BEGIN SOURCE INFORMATION

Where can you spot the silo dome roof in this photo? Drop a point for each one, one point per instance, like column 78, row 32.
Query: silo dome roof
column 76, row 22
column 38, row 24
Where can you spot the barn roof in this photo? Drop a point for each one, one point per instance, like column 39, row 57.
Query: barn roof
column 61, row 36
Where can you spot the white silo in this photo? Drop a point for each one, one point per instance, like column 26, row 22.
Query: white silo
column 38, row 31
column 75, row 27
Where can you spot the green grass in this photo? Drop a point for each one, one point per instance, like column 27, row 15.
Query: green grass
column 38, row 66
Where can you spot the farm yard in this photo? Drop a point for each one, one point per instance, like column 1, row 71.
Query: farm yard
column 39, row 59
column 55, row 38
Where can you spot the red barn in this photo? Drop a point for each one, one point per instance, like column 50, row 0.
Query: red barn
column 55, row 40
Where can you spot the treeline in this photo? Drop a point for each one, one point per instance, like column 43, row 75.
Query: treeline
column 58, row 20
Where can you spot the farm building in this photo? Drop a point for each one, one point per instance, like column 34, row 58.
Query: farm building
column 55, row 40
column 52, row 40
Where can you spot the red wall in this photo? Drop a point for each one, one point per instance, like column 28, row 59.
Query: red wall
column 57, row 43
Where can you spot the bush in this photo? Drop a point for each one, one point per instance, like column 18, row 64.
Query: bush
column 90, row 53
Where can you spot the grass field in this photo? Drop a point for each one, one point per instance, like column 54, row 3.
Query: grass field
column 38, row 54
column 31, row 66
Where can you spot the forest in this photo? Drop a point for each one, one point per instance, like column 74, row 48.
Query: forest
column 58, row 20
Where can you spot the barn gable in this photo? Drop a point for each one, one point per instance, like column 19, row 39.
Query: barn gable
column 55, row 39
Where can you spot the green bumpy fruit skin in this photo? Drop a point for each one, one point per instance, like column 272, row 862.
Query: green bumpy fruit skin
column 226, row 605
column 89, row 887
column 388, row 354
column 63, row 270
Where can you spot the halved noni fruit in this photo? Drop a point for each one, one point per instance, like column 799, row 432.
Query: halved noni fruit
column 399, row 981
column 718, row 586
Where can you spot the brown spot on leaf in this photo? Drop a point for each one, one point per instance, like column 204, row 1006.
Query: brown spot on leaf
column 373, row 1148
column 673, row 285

END SOURCE INFORMATION

Copy each of the records above so that nothing differs from the original.

> RESULT OF THIS EXERCISE
Where can you spot the silo dome roof in this photo? Drop a point for each one, one point per instance, like column 78, row 32.
Query: silo dome roof
column 76, row 22
column 38, row 24
Where can you spot the barn roof in this photo? Drop a point for each one, one point per instance, like column 39, row 57.
Query: barn roof
column 61, row 36
Where can you spot the white silo in this photo? Drop a point for each one, one point per instance, like column 26, row 22.
Query: white silo
column 38, row 31
column 75, row 27
Where can you spot the green grass in this photo? Drop a point for each one, one point per instance, like column 27, row 15.
Query: green grass
column 38, row 66
Where can you spot the farm yard in this photo? Drop a point for each one, one point per instance, like column 1, row 71.
Query: farm yard
column 39, row 59
column 55, row 38
Where can you spot the red barn in this photo? Drop a point for each one, one point per instance, like column 50, row 0.
Query: red barn
column 55, row 40
Where can you spot the treeline in this photo? Drop a point for each one, one point per instance, like column 43, row 75.
Query: treeline
column 58, row 20
Where can you spot the farm building in this photo? Drop a point for each one, one point per instance, like column 34, row 58.
Query: farm building
column 55, row 40
column 52, row 40
Where can you spot the red wall in this photo? Drop a point for each one, one point per instance, like column 28, row 59.
Query: red wall
column 57, row 43
Where can you spot the bush in this photo? Drop a point for each one, one point per instance, like column 18, row 64.
Query: bush
column 90, row 53
Where can you spot the grass field in this photo? Drop a point for each one, one point per instance, like column 54, row 3.
Query: grass field
column 38, row 54
column 31, row 66
Where can you spot the forest in this photo? Drop a point for each one, one point per instance, like column 74, row 48.
Query: forest
column 58, row 20
Where can you spot the barn gable in this photo? Drop a point for each one, one point per instance, like column 19, row 39.
Query: barn gable
column 55, row 39
Where can you spot the green bumpy fruit skin in this photo? Drop a point for each one, one point per instance, like column 272, row 862.
Query: green bumpy fruit skin
column 226, row 605
column 89, row 887
column 388, row 354
column 63, row 270
Where can you spot the halved noni fruit in this photo? Drop a point for each one, one point per instance, like column 799, row 432.
Query: halved noni fruit
column 399, row 981
column 718, row 586
Where can you spot the brown spot on leaf in this photo? Drop a point for each one, one point per instance, like column 204, row 1006.
Query: brown spot on leaf
column 373, row 1148
column 673, row 285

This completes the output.